▸ CONSIGNE:
Recopiez sans rien changer le passage du texte sur la communication de Disneyland Paris, en commençant par « On retrouve également » et en poursuivant jusqu'à « et de confiance. ».

▸ EXTRAIT DE TEXTE:
Cette émission filme la réaction d’enfants et d’adultes rencontrant leurs “héros” favoris. Cendrillon, Blanche Neige, Mickey, Alice, et même Dark Vador (même si avec ce dernier le terme de héros est à discuter). Ces vidéos représentent l’essence même de l’image de Disney, le rêve qui prend vie. Dans cette vidéo, le sentiment de nostalgie est extrêmement fort, car on se revoit enfant souhaitant rencontrer nos héros favoris.

 

  • Vidéos invités

On retrouve également des vidéos avec des personnalités connues, Nous pouvons prendre l’exemple de la vidéo avec Teddy Riner, le judoka français. La vidéo publiée le 17 décembre 2018 mettait en scène le judoka avec sa famille passant Noël à Disneyland Paris. La vidéo de 2 minutes montre la famille du sportif admirant la parade, les enfants heureux, la parade de Noël, leur photo avec Dingo, mais aussi le couple dans une attraction.

 

Même s’il en existe bien d’autres, ces 4 exemples montrent à quel point le storytelling est présent dans la communication de Disneyland Paris. Chaque contenu produit est basé sur une histoire, celle du parc ou celle des visiteurs. L’humain, le rêve et les émotions sont mis au cœur de la communication, ce qui renforce le sentiment de proximité et de confiance.

2 – L’émotion au service de la stratégie de communication

a – Les nouvelles technologies au service de l’émotion :

Lorsqu’on parle d’émotions en communication, le rôle de l’expérience client est extrêmement important. Beaucoup de facteurs sont à prendre en compte dans une campagne de storytelling, et l’émotion se manifeste via différentes actions : en voyant un support de communication, lors d’une participation à une animation, une prestation de services, où bien simplement quand on parle de la marque.

▸ INFORMATIONS EXTRAITES:
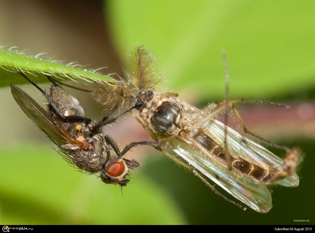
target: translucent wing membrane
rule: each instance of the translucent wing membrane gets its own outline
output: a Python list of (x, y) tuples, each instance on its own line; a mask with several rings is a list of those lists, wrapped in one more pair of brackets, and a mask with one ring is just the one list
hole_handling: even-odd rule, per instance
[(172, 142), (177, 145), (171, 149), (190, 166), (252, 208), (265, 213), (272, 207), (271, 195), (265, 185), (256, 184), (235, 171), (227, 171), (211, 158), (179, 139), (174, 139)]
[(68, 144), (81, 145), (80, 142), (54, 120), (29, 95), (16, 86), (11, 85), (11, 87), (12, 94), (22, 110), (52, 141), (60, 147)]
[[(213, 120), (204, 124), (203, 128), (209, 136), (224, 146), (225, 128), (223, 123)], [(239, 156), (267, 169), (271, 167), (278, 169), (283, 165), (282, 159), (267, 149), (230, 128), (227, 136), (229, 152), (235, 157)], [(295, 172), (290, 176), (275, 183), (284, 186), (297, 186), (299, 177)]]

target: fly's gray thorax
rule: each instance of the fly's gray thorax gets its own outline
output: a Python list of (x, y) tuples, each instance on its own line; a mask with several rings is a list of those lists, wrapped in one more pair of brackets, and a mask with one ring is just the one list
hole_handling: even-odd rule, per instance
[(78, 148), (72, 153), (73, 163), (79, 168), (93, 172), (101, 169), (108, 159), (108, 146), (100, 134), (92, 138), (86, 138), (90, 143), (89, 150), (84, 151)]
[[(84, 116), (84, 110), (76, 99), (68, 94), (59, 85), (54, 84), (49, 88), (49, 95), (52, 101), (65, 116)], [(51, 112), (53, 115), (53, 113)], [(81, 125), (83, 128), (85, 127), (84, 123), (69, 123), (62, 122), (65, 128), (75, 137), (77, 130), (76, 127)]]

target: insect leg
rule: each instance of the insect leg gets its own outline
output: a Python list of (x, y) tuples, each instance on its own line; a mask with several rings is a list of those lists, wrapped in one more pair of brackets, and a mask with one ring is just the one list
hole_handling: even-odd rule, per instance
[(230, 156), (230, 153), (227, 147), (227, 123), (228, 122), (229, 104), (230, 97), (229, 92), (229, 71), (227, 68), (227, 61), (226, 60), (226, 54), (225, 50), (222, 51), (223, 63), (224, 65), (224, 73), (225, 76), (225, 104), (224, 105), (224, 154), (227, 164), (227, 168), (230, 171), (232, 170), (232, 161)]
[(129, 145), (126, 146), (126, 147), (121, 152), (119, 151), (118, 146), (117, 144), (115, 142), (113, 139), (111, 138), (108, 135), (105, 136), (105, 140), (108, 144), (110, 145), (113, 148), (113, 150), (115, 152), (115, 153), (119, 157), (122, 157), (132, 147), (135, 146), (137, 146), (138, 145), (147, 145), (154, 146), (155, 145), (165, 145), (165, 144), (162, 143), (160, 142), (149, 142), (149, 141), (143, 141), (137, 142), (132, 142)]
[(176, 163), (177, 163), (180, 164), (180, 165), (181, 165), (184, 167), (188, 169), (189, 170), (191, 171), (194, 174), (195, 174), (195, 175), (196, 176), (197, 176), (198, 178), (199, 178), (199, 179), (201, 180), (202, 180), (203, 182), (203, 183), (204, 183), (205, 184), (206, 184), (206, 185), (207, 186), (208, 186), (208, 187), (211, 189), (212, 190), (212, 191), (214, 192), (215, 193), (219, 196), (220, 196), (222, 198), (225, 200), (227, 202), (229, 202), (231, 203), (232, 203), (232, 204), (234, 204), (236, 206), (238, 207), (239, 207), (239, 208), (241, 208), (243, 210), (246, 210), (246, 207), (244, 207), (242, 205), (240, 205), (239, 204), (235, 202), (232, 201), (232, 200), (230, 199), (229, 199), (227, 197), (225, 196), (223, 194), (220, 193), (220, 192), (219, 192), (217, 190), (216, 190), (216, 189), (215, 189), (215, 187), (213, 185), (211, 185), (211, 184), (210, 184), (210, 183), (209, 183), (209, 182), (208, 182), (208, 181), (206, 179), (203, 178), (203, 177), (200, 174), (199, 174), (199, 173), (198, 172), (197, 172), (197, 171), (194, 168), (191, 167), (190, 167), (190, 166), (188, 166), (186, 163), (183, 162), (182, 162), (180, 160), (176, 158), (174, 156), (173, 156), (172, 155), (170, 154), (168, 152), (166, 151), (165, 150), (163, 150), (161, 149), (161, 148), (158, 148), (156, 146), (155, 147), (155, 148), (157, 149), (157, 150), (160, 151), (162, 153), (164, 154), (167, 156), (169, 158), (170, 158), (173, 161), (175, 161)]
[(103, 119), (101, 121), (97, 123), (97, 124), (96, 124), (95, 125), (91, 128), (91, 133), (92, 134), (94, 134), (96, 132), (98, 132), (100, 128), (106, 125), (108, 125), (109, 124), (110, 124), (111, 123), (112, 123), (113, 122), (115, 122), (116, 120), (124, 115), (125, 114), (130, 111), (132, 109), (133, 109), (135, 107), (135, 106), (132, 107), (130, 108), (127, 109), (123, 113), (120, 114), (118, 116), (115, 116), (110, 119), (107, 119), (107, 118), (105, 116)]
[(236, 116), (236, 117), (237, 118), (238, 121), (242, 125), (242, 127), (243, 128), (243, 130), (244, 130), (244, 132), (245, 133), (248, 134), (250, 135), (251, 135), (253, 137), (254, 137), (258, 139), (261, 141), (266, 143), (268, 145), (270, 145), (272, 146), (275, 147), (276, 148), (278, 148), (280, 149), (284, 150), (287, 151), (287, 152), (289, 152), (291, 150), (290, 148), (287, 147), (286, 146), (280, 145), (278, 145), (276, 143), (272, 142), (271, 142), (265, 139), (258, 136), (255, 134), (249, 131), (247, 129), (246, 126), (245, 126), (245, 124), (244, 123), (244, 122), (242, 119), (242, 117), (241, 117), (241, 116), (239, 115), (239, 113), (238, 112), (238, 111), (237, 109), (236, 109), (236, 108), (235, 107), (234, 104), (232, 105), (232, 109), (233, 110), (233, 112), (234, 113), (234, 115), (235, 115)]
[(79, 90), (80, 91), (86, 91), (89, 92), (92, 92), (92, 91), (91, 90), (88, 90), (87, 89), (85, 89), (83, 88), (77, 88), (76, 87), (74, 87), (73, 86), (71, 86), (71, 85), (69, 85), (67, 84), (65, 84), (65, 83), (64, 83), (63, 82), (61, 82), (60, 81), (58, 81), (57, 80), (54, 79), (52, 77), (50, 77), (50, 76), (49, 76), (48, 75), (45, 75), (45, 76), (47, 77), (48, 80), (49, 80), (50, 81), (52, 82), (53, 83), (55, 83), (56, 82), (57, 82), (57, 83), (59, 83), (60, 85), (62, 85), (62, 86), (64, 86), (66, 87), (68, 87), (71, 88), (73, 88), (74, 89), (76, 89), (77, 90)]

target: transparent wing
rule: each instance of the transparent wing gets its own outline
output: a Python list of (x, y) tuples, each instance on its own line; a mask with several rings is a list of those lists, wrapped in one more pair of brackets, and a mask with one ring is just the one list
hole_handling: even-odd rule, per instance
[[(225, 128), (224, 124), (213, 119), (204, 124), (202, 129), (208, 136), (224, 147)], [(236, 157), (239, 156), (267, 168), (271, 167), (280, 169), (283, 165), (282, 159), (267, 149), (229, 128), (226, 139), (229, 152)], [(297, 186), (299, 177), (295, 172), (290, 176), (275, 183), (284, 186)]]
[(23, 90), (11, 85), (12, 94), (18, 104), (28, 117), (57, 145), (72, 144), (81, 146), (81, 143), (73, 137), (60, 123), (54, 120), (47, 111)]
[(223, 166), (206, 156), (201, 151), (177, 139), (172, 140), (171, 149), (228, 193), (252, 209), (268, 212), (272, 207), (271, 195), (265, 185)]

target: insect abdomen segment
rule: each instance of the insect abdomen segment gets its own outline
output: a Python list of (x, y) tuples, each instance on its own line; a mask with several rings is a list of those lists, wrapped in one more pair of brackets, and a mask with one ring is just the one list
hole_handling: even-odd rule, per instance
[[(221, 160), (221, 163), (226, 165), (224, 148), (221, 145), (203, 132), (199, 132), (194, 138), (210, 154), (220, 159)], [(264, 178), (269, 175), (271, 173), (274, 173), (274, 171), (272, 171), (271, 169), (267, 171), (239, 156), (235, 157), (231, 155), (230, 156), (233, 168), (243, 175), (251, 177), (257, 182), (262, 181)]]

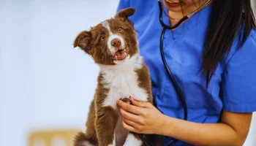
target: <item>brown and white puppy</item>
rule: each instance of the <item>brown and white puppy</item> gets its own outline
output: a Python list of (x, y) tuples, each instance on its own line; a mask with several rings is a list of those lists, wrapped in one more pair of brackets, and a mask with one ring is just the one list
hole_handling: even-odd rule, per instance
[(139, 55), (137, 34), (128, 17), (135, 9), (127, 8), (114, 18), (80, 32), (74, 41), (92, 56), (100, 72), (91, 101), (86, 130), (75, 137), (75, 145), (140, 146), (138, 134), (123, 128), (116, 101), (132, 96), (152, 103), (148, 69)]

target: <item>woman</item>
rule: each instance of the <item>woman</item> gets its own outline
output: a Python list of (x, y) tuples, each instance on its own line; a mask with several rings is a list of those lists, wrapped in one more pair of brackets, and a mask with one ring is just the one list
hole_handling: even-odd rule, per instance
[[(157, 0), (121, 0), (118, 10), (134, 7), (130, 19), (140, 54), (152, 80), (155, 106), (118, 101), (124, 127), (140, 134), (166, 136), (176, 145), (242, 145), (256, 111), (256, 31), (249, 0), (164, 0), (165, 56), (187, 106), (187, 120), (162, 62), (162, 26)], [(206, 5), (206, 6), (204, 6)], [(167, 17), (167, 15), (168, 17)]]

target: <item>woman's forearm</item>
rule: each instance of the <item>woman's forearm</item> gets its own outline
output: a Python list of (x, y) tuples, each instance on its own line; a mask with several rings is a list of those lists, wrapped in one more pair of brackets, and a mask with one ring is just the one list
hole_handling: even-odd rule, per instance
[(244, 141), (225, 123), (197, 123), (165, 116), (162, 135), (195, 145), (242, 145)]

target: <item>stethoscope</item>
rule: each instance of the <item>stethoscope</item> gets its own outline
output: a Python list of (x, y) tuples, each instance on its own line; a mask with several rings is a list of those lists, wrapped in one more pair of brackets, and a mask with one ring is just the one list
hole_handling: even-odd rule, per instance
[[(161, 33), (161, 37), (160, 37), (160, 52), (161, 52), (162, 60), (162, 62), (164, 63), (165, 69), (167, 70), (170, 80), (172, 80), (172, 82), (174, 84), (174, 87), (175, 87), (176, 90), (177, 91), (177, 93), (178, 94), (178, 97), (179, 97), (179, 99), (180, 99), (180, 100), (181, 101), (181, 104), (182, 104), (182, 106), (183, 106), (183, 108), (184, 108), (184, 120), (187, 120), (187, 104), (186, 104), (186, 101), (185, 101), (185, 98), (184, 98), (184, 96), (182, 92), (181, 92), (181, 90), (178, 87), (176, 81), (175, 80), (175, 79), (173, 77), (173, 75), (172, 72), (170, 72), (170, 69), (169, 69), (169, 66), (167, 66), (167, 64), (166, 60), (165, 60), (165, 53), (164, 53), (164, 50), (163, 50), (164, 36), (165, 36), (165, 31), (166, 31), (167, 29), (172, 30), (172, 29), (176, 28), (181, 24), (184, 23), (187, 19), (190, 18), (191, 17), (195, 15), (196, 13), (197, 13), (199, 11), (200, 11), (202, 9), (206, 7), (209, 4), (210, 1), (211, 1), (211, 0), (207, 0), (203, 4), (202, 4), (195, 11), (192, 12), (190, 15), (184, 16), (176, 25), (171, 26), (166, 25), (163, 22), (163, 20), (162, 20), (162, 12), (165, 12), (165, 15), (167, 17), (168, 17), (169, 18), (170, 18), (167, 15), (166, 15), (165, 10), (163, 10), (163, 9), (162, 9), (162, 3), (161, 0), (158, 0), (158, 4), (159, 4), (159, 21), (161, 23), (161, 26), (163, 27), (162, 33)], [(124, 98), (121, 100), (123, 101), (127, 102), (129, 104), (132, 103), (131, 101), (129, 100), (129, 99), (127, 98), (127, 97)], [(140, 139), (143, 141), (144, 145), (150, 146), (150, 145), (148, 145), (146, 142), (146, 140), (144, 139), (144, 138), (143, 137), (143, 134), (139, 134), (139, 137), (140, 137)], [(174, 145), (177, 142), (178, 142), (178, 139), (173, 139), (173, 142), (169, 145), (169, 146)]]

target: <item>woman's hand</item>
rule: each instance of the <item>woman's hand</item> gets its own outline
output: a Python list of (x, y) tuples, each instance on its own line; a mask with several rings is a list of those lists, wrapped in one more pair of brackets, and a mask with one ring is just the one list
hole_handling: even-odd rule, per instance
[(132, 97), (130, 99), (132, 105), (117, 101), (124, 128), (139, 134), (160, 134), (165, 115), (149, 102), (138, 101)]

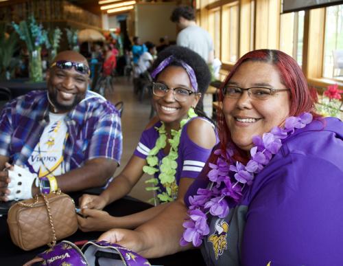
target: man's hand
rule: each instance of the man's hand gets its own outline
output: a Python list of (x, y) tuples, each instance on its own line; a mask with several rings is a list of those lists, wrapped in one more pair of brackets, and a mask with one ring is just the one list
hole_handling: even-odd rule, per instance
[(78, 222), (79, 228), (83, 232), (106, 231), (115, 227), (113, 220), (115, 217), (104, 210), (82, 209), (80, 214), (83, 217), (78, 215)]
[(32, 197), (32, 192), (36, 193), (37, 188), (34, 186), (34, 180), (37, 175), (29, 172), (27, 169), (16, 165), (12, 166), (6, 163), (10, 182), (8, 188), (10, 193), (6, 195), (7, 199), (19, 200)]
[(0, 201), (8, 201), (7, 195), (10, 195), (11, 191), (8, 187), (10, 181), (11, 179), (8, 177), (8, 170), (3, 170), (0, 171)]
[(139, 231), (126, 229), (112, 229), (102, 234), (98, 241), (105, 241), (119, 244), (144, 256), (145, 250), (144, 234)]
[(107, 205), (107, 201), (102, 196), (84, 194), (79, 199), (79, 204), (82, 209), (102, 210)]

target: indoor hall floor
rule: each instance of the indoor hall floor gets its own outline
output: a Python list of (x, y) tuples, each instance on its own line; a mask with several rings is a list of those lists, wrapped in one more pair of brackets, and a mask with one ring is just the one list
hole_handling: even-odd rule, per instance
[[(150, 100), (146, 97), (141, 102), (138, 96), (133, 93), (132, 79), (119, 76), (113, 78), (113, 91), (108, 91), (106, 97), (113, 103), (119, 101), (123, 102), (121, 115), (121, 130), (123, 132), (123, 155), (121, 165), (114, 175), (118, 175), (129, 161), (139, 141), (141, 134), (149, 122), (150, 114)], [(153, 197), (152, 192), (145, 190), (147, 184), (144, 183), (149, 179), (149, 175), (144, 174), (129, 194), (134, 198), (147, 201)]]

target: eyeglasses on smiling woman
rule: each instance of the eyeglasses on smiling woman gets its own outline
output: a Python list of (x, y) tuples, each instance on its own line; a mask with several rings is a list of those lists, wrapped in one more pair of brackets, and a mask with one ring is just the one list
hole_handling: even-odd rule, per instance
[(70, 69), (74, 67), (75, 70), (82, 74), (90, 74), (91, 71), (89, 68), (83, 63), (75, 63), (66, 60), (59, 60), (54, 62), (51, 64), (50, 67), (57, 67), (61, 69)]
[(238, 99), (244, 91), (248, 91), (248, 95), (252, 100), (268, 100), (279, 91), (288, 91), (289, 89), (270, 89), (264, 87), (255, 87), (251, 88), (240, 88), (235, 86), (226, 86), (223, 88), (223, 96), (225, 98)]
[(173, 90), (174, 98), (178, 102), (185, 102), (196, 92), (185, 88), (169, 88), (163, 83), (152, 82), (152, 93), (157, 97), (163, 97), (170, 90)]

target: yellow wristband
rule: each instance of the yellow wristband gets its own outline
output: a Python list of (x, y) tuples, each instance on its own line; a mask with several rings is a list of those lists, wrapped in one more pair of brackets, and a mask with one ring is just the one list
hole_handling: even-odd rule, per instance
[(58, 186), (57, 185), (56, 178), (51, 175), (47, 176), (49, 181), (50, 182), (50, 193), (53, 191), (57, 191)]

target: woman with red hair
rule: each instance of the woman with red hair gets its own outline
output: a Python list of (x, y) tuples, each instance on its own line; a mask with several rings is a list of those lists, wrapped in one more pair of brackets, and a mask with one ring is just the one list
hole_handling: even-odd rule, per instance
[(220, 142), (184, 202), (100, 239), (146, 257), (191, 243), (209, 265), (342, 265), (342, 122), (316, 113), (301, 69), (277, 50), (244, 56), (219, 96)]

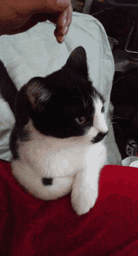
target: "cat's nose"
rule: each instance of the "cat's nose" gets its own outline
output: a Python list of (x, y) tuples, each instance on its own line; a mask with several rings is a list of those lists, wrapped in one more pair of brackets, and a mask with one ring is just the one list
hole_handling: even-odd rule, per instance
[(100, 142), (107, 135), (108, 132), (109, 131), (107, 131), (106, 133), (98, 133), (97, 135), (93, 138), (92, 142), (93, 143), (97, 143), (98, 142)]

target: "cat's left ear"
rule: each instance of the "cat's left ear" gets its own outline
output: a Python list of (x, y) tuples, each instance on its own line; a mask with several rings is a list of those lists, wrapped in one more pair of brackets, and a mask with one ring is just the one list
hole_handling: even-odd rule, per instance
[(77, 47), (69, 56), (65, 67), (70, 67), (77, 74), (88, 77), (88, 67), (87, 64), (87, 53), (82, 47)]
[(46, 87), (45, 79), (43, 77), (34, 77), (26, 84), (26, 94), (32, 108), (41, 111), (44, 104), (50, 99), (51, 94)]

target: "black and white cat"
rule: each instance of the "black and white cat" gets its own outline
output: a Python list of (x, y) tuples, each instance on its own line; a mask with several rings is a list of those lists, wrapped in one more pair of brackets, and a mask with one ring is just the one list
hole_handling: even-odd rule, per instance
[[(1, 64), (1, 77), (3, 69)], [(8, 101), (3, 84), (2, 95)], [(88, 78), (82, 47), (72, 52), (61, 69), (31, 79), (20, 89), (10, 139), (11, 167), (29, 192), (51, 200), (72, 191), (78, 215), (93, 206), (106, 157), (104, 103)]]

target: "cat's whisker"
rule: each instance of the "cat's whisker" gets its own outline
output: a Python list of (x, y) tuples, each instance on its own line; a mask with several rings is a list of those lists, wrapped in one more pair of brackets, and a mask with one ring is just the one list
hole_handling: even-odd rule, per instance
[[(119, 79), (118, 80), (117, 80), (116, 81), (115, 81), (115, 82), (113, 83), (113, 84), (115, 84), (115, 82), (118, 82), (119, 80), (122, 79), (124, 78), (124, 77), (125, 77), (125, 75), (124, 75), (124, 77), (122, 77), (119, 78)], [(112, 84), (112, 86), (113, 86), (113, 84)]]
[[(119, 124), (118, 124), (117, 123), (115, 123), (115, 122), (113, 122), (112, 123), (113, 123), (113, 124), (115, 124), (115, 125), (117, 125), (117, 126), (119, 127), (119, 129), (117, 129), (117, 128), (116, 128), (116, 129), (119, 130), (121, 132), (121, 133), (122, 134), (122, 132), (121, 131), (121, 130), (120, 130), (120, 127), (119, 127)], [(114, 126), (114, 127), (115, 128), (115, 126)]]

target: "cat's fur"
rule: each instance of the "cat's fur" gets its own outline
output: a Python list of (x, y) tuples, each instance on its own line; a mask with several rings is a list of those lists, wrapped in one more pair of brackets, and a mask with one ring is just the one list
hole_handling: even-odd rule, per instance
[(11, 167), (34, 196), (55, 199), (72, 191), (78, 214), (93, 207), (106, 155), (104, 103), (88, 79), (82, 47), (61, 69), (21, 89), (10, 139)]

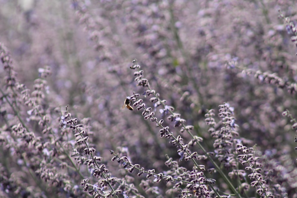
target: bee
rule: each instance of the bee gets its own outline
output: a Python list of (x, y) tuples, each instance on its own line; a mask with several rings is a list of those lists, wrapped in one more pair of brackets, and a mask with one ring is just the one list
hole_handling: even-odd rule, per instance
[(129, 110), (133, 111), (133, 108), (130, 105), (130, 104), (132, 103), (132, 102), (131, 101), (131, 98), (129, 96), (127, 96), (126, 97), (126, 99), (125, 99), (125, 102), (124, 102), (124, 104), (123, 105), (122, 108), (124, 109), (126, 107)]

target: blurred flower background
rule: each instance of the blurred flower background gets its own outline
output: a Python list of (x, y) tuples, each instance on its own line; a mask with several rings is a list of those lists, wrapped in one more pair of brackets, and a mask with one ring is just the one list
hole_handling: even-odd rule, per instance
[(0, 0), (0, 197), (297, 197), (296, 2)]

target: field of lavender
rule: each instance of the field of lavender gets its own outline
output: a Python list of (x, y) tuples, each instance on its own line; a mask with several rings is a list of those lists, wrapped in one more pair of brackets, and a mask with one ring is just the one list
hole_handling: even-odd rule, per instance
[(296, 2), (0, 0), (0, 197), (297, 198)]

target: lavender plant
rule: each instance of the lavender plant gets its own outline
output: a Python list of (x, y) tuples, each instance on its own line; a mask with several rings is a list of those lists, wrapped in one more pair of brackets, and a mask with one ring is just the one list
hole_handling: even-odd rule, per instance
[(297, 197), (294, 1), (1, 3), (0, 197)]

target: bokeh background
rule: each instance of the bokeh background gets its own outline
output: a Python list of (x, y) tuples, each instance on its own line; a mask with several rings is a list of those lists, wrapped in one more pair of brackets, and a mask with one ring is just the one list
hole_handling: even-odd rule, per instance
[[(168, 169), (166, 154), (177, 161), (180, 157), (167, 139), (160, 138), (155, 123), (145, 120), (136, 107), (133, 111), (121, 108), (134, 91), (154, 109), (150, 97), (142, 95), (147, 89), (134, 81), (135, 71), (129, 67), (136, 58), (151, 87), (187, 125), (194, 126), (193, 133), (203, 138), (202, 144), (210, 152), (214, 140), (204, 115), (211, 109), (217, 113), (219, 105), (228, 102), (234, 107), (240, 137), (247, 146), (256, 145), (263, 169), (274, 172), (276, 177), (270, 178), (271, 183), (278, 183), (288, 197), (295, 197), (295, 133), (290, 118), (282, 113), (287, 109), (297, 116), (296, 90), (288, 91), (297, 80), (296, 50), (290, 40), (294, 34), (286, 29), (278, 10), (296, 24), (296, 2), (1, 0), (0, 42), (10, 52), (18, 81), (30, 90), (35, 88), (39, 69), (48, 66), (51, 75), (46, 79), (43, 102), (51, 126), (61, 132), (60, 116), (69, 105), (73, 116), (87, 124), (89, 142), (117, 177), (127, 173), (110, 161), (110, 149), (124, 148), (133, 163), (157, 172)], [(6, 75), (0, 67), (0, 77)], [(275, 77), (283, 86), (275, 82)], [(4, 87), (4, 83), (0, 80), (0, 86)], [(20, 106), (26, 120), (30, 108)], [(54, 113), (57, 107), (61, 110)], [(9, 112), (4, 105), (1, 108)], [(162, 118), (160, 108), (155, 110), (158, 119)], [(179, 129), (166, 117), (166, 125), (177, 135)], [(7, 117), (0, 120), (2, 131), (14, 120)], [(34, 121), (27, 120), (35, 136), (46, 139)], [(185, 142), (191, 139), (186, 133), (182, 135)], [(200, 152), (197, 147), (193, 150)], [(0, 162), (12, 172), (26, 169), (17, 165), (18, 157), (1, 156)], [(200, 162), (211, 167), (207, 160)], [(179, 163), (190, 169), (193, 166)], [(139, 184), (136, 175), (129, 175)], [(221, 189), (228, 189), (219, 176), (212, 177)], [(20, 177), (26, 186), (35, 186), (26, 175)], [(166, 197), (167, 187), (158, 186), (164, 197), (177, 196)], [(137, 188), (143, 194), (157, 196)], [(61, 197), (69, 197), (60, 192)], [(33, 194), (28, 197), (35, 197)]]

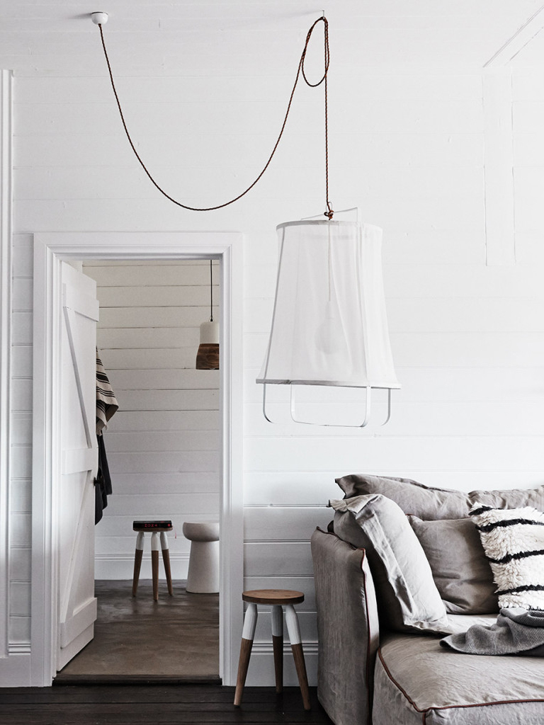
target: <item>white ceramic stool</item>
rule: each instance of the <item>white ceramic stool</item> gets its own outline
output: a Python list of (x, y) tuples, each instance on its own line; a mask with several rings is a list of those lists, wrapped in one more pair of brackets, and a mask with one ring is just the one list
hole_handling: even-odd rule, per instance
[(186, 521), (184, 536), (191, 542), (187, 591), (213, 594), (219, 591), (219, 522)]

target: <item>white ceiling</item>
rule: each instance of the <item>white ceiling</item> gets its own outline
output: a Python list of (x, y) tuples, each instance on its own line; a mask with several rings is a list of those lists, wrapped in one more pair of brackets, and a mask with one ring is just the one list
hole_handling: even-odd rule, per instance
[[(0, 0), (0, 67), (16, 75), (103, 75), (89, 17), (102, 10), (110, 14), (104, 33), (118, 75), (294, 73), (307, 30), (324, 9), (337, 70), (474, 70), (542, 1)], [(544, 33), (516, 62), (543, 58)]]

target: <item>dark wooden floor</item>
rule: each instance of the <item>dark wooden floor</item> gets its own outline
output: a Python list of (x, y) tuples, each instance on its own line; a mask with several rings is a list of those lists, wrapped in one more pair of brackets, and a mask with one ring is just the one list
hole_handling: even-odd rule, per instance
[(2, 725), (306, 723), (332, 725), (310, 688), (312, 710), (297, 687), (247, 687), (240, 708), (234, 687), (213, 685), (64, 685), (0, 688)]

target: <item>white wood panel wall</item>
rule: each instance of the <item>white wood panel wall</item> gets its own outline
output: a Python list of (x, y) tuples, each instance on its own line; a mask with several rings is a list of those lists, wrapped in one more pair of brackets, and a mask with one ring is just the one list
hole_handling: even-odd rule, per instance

▸ PROBLÈME RÉSOLU:
On retrouve également des vidéos avec des personnalités connues, Nous pouvons prendre l’exemple de la vidéo avec Teddy Riner, le judoka français. La vidéo publiée le 17 décembre 2018 mettait en scène le judoka avec sa famille passant Noël à Disneyland Paris. La vidéo de 2 minutes montre la famille du sportif admirant la parade, les enfants heureux, la parade de Noël, leur photo avec Dingo, mais aussi le couple dans une attraction.

 

Même s’il en existe bien d’autres, ces 4 exemples montrent à quel point le storytelling est présent dans la communication de Disneyland Paris. Chaque contenu produit est basé sur une histoire, celle du parc ou celle des visiteurs. L’humain, le rêve et les émotions sont mis au cœur de la communication, ce qui renforce le sentiment de proximité et de confiance.